Same ol’, same ol’ Part 1

I swear that this blog will eventually be more than simply re-posting articles from the Roanoke Times, but just this very second (!) I read an interesting and almost germane article that I thought you, my zero dear readers, would find…um, how will you find this? Amazing? Catastrophic? Since there are zero of you, I guess there will be no feeling at all.

Anyway, here is the article.

“Start-up culture,” on which I’m an unquestioned expert so don’t question me on it, begins with smart people with new ideas, but it does not end there. You also need boring infrastructure crap, as you would for any nascent endeavor. (Except for hillbilly culture, for which all you need is dirt. No, I kid! This is Appalachia, homie, I ain’t hatin’. I’ve got pickup envy SO HARD right now.) Infrastructure that One Million Percent includes ubiquitous broadband, but also just good office space. Utilitarian – meaning conducive to the way start-ups work, so NOT segregated cube farms in suburban office parks – and comfortable.

TASK ->
Return the blog post above word for word, from its title through its final sentence.

ENTRIES SHOWN ->
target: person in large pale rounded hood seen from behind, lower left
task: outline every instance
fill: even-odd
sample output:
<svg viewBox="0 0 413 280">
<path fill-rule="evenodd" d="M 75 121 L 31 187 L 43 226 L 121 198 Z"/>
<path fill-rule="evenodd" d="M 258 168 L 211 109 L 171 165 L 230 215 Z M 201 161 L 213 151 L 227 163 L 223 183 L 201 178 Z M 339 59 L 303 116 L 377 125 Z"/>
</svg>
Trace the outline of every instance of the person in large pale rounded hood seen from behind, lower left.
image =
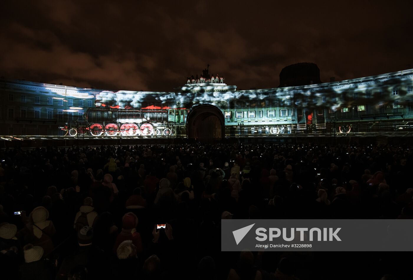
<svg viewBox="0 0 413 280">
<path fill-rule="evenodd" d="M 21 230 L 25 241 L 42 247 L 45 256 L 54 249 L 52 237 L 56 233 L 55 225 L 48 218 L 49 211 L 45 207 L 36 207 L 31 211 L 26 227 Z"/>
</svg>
* * *
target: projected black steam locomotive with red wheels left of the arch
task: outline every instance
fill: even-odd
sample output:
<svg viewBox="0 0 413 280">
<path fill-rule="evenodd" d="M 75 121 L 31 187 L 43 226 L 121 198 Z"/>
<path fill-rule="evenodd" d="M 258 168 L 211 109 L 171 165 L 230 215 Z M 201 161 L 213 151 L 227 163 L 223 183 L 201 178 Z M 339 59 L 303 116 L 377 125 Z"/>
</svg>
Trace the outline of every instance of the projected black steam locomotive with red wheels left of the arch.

WRITTEN REPLY ->
Same ol’, same ol’ Part 1

I swear that this blog will eventually be more than simply re-posting articles from the Roanoke Times, but just this very second (!) I read an interesting and almost germane article that I thought you, my zero dear readers, would find…um, how will you find this? Amazing? Catastrophic? Since there are zero of you, I guess there will be no feeling at all.

Anyway, here is the article.

“Start-up culture,” on which I’m an unquestioned expert so don’t question me on it, begins with smart people with new ideas, but it does not end there. You also need boring infrastructure crap, as you would for any nascent endeavor. (Except for hillbilly culture, for which all you need is dirt. No, I kid! This is Appalachia, homie, I ain’t hatin’. I’ve got pickup envy SO HARD right now.) Infrastructure that One Million Percent includes ubiquitous broadband, but also just good office space. Utilitarian – meaning conducive to the way start-ups work, so NOT segregated cube farms in suburban office parks – and comfortable.